次の1.〜3.の記述が釣り教室の報告書の内容と合っているかどうかを「はい」か「いいえ」で答え、判断の根拠となる報告書の語句をそのまま引用してください。 1. 募集のポスターとチラシは、静岡市内の小中学校80校に配布された。 2. 教室の運営は静岡県釣漁具商工連合会が担った。 3. 公立小中学校が完全週休2日になったのは平成15年4月からである。

#### [与えられた文章]
──────────

少年少女環境釣り教室報告書
主催:(財)日本釣振興会静岡県支部・静岡県釣漁具商工連合会
運営:駿河湾海を守る会
運営責任者:大澤恒幸 駿河湾海を守る会専務理事
(財)日本釣振興会静岡県支部副支部長
村岡忠勇 駿河湾海を守る会副会長
静岡県釣漁具商工連合会副会長
企画趣旨:平成14年4月より、公立小中学校が完全週休2日となり、子供達の休日の過
ごし方が問題となっている。
ともすれば休日 学習塾やパソコンなどにかかわって、屋外での活動や自然と
のふれあいが少ないことが子供達の情操に悪影響を及ぼしている。
現在日本の水辺の環境はお世辞にも良い物とはいえないが、
まだ十分子供達に自然とのふれあいを与えられる。
水辺の自然とふれあうのは魚釣りが一番適している。
そして魚釣りを通してこの危機的状況を子供達に認識させ、水辺環境保全に
ついて学んでもらう。
目的:単なる釣り教室ではなく釣りを手段として水辺環境保全教育をする。
青少年の釣り離れに歯止めを掛ける。
釣り人口の減少を嘆くのではなく、新たな釣り人を作り出す努力をする。
募集:平成15年5月より静岡市内小中学校80校に教育委員会を通し、募集のポスター
及びチラシを配布。(別紙添付)
応募者:
1、柚木健吾 庵原中学校1年 保護者 柚木喜雄
2、佐藤真理 清水第二中学校1年 保護者 佐藤正美
3、森伸世 清水第二中学校1年 保護者 森利彦
4、小沢那央 飯田小学校6年 保護者 小澤光博
5、渡辺真也 清水不二見小学校6年 保護者 渡辺久典
6、青野航(ワタル) 静岡市三番町小学校6年 保護者 青野勝
7、深沢拓未 浜田小学校6年 保護者 深沢淳二
8、杉山諒 飯田小学校6年 保護者 杉山宏幸
9、杉山匠 飯田小学校4年 保護者 杉山宏幸
10、鈴木亮 不二見小学校6年 保護者 鈴木剛
11、森正光 清水入江小学校5年 保護者 森信明
12、後藤勇人 清水小学校6年 保護者 後藤嘉寛
13、鳥羽陽介 横内小学校 2年 保護者 鳥羽達也
14、嶋 佑 千代田小学校4年 保護者 嶋 聡
ほか2名の応募があったが、病気で辞退した。

──────────

#### [データ抜粋]
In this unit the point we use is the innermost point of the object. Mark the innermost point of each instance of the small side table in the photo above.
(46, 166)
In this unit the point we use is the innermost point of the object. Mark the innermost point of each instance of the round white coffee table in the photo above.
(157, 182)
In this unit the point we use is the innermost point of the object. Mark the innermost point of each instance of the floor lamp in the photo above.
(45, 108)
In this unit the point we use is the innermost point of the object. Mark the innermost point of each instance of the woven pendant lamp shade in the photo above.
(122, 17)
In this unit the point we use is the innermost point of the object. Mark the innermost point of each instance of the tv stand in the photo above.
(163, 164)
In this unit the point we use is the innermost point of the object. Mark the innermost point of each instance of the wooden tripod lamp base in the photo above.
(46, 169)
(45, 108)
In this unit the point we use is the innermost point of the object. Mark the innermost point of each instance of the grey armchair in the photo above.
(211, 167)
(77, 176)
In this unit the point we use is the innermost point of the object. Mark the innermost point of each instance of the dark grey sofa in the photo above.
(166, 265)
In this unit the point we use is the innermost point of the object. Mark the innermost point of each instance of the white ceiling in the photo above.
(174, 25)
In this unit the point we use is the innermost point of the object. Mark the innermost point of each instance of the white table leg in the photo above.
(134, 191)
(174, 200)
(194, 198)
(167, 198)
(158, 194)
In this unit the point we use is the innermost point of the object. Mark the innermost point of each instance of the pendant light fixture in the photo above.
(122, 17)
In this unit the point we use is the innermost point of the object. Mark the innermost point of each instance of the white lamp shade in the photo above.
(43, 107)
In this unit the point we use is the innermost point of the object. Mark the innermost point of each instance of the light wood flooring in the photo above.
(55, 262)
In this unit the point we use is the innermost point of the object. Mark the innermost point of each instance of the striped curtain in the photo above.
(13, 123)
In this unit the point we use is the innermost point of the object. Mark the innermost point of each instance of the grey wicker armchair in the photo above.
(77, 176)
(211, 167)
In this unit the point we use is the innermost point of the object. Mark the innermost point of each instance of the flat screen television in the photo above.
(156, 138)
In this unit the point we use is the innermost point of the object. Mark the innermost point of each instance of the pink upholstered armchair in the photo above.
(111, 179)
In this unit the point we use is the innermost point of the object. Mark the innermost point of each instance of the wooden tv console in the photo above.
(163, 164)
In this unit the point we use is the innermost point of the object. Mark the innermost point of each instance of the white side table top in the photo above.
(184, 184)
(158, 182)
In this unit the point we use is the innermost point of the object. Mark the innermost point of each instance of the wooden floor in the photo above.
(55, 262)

──────────

#### [正解]
1. はい:「静岡市内小中学校80校に教育委員会を通し、募集のポスター」
2. いいえ:「運営:駿河湾海を守る会」
3. いいえ:「平成14年4月より、公立小中学校が完全週休2日となり」